(Point-per-instance localization data)
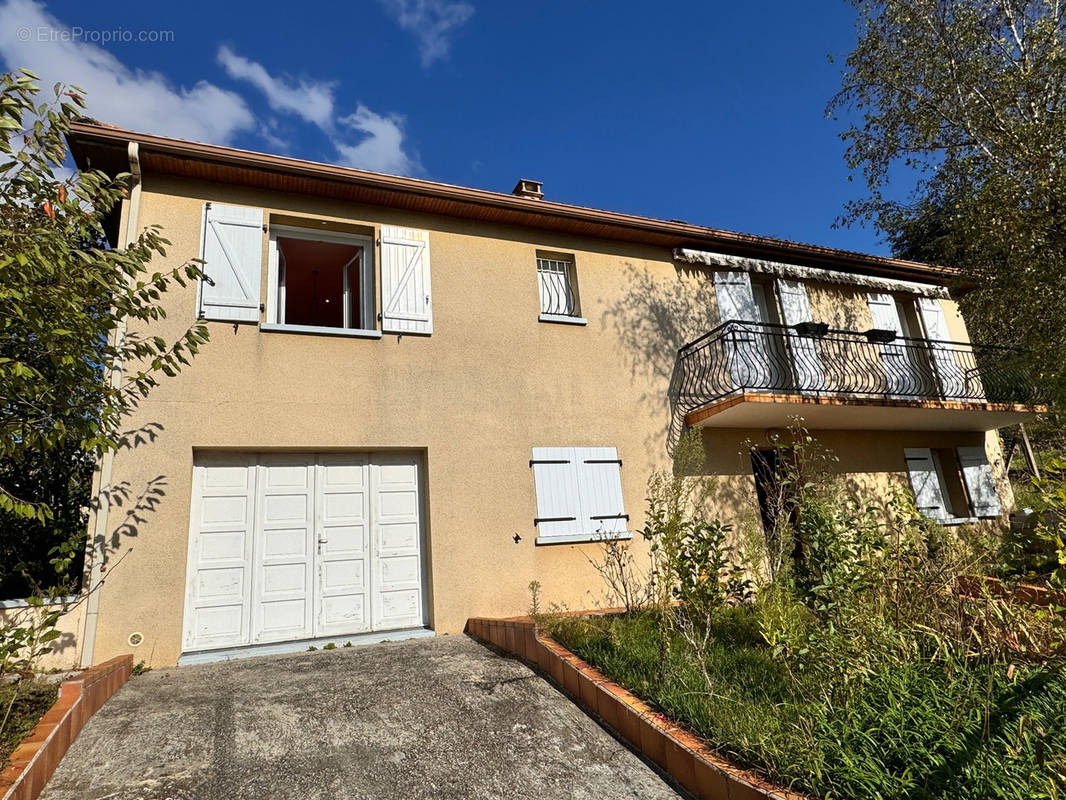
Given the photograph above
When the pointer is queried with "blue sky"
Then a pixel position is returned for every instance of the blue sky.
(707, 112)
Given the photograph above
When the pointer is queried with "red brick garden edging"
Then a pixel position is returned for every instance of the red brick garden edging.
(976, 586)
(36, 757)
(689, 761)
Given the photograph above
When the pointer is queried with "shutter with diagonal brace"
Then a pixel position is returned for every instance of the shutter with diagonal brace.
(980, 483)
(406, 291)
(929, 495)
(231, 250)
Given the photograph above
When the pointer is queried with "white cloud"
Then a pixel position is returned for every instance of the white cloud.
(309, 100)
(431, 21)
(381, 145)
(132, 98)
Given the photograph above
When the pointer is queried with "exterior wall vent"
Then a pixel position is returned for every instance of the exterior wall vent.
(526, 188)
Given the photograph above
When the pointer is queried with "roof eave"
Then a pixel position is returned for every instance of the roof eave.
(412, 193)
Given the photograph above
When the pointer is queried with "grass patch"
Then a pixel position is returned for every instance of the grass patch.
(913, 729)
(32, 700)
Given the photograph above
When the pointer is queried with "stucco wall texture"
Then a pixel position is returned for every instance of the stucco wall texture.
(473, 398)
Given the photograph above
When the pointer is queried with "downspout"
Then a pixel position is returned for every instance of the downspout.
(97, 543)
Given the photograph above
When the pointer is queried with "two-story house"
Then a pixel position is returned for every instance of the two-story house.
(418, 398)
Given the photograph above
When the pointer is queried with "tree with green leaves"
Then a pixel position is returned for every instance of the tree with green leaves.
(971, 95)
(73, 308)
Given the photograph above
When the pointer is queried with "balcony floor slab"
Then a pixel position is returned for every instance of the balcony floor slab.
(758, 410)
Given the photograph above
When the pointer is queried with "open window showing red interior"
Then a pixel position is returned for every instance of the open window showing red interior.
(321, 283)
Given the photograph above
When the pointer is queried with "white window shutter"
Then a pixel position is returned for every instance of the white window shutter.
(929, 495)
(558, 500)
(806, 358)
(948, 372)
(885, 315)
(406, 291)
(736, 300)
(980, 483)
(599, 485)
(232, 262)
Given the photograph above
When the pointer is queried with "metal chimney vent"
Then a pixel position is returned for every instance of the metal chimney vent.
(531, 189)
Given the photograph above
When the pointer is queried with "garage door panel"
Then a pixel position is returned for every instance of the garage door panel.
(283, 543)
(289, 546)
(344, 541)
(343, 505)
(397, 589)
(285, 579)
(399, 608)
(223, 546)
(217, 625)
(281, 607)
(286, 509)
(221, 586)
(343, 576)
(284, 620)
(400, 538)
(224, 511)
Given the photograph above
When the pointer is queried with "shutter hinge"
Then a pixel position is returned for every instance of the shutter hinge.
(538, 520)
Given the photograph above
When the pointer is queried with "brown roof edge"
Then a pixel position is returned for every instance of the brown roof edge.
(103, 146)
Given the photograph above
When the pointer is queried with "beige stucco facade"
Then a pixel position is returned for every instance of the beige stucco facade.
(473, 398)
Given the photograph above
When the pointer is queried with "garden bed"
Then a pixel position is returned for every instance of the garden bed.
(916, 729)
(32, 699)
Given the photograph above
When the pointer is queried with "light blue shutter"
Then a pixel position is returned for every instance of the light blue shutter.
(948, 371)
(745, 346)
(232, 262)
(806, 360)
(406, 289)
(980, 483)
(599, 486)
(929, 495)
(899, 371)
(558, 498)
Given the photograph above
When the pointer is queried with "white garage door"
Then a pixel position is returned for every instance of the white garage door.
(299, 546)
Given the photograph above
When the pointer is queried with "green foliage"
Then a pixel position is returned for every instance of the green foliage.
(910, 729)
(23, 703)
(693, 572)
(46, 557)
(972, 95)
(857, 670)
(73, 309)
(63, 290)
(1049, 517)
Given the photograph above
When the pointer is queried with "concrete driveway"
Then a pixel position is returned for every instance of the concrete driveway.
(427, 718)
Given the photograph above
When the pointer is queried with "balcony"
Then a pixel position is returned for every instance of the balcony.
(746, 374)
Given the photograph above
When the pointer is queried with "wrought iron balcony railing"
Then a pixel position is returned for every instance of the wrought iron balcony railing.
(811, 358)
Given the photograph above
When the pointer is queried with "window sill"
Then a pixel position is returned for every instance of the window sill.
(354, 333)
(562, 318)
(583, 538)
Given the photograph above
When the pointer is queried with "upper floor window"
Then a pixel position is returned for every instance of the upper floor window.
(321, 280)
(558, 287)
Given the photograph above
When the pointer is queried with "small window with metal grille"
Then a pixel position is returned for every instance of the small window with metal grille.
(559, 297)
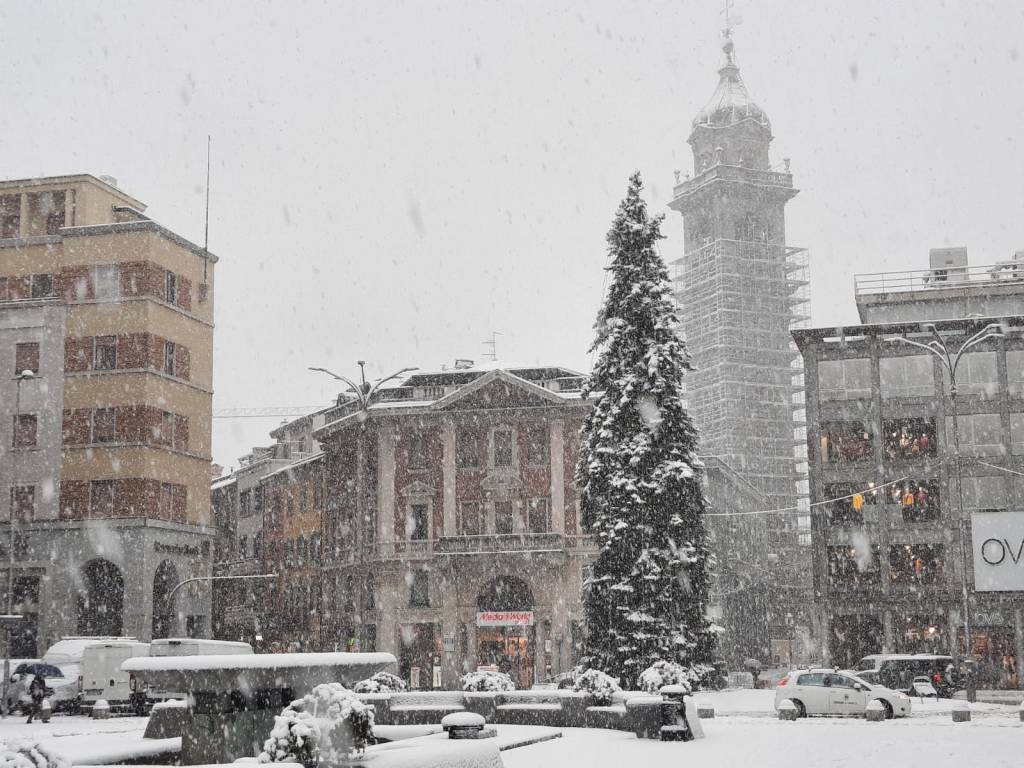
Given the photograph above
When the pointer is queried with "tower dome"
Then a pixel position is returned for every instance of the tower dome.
(730, 103)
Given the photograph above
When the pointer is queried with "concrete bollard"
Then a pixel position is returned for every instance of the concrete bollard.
(706, 710)
(962, 712)
(876, 712)
(787, 710)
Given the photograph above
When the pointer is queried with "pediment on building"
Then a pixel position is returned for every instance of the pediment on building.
(498, 389)
(417, 487)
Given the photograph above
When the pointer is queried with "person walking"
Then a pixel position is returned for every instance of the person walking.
(37, 690)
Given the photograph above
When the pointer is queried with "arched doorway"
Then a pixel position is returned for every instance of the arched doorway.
(100, 601)
(505, 629)
(163, 607)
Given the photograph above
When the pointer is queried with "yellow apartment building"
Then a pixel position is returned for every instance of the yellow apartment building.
(107, 346)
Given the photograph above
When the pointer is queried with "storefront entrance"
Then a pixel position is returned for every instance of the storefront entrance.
(505, 632)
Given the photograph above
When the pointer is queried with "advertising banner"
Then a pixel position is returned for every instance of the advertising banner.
(505, 619)
(997, 539)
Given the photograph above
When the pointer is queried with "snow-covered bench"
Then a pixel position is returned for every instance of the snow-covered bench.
(613, 716)
(528, 708)
(418, 708)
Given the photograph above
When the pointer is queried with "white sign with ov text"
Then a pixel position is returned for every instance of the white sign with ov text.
(997, 539)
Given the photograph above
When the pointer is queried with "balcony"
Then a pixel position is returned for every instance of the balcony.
(733, 173)
(500, 544)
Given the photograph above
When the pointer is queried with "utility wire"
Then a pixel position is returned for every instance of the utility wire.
(815, 504)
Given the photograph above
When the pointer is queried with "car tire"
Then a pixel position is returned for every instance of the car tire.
(888, 708)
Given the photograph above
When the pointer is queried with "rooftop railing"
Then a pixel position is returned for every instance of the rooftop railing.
(1003, 272)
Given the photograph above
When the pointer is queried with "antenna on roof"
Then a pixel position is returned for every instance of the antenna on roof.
(493, 343)
(206, 231)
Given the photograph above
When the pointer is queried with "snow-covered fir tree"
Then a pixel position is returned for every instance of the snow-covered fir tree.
(638, 473)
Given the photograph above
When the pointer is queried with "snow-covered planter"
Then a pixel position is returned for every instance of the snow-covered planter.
(664, 673)
(382, 682)
(27, 753)
(597, 684)
(486, 681)
(326, 725)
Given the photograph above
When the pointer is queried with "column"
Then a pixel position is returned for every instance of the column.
(385, 485)
(558, 476)
(539, 638)
(24, 224)
(1019, 645)
(448, 477)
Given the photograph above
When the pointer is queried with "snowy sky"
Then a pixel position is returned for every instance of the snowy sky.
(394, 180)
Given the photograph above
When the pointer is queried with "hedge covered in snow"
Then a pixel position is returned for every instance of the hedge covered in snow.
(599, 685)
(328, 724)
(486, 681)
(382, 682)
(664, 673)
(27, 753)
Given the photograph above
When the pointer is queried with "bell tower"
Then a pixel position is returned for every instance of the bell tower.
(740, 291)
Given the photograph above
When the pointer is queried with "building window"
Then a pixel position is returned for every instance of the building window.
(101, 499)
(538, 446)
(503, 517)
(419, 593)
(852, 566)
(42, 286)
(10, 216)
(171, 288)
(845, 441)
(1017, 433)
(1015, 373)
(104, 353)
(908, 376)
(27, 357)
(846, 502)
(844, 380)
(469, 519)
(915, 563)
(169, 350)
(26, 428)
(103, 425)
(539, 520)
(918, 500)
(23, 503)
(503, 448)
(107, 279)
(977, 375)
(467, 449)
(980, 434)
(417, 453)
(985, 494)
(908, 438)
(417, 524)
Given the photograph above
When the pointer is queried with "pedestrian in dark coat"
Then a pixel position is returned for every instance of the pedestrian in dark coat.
(37, 689)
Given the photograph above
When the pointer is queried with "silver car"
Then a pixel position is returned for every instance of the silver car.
(821, 691)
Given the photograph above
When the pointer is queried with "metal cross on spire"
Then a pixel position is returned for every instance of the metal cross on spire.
(731, 20)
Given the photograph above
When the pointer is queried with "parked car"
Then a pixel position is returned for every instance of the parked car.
(185, 646)
(102, 677)
(821, 691)
(898, 671)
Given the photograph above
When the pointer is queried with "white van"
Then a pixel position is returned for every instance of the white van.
(102, 678)
(189, 646)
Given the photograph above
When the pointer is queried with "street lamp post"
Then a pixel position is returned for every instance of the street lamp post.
(364, 396)
(950, 360)
(11, 622)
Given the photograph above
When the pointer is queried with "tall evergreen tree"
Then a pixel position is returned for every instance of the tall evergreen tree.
(638, 472)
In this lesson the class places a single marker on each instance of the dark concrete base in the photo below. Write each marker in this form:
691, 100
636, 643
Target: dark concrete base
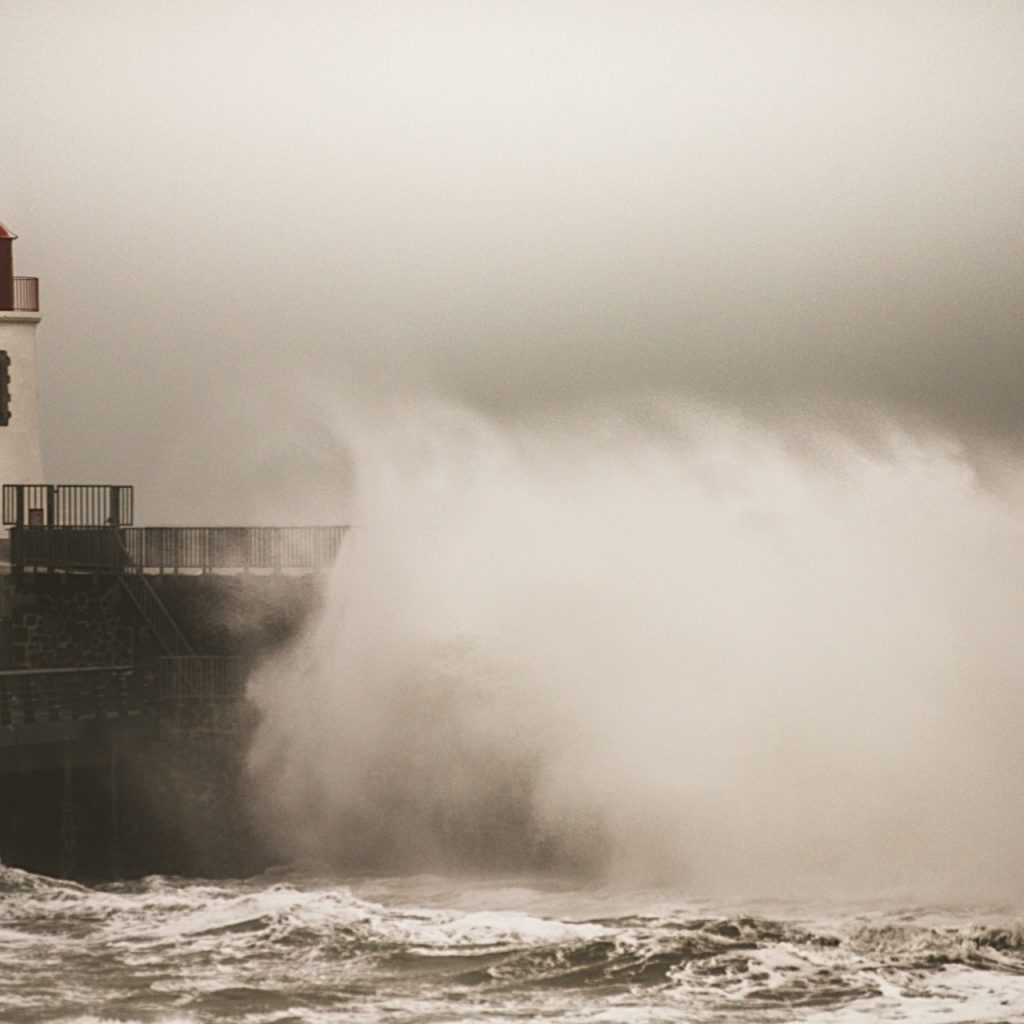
140, 806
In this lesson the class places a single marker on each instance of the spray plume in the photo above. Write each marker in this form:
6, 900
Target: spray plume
668, 646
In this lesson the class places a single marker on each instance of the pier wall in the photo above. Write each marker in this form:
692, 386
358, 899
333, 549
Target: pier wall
142, 782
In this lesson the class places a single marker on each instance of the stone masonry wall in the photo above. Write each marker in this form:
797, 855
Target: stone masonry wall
61, 622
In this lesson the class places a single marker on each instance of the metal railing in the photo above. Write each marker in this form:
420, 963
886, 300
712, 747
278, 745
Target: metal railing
33, 695
175, 549
176, 686
68, 505
26, 295
155, 612
202, 678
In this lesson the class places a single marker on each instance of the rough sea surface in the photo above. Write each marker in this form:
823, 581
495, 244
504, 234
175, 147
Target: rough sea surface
304, 948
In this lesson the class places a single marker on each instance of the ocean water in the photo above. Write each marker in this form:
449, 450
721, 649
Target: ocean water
299, 947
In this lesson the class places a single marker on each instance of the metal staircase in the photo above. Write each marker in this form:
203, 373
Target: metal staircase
154, 611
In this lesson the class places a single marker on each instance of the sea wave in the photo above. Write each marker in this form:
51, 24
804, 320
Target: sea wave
279, 948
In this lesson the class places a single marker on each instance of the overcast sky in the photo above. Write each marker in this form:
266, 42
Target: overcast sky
248, 214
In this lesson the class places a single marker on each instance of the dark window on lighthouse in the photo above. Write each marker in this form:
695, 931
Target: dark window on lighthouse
4, 389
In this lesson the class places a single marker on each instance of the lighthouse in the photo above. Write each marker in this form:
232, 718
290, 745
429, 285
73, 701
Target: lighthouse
20, 451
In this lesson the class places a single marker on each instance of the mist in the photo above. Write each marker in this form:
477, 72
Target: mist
667, 647
667, 358
246, 218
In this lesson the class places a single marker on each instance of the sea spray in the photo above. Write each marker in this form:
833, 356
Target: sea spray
674, 644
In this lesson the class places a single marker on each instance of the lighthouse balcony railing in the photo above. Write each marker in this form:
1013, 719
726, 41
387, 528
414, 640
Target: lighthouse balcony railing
174, 549
26, 295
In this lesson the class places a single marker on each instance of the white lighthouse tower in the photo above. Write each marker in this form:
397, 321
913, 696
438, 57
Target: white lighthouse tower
20, 450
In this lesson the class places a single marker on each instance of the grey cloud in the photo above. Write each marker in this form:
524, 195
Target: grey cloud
787, 208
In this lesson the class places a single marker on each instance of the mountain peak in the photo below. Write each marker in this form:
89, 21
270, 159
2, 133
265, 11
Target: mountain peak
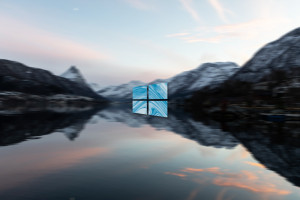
74, 74
295, 32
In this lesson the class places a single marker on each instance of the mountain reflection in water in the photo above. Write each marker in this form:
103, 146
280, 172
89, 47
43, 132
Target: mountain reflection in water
121, 155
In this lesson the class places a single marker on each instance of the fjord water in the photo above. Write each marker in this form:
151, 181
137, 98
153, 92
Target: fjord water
115, 154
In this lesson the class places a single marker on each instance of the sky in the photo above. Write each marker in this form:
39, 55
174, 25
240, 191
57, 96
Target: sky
116, 41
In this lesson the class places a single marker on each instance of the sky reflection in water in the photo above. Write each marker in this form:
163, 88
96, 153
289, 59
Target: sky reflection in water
117, 160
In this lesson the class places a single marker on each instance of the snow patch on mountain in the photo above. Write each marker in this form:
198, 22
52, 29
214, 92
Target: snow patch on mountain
282, 54
74, 74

## What to do
Copy out all the lines of the records that include "below".

## Answer to this problem
In this lesson the class places a single marker on each instance of the dark concrete base in the photo below. Write each marker in this form:
In this lesson the class places a single marker on each instance of the mountain peak in the photo below. Write each marker in this form:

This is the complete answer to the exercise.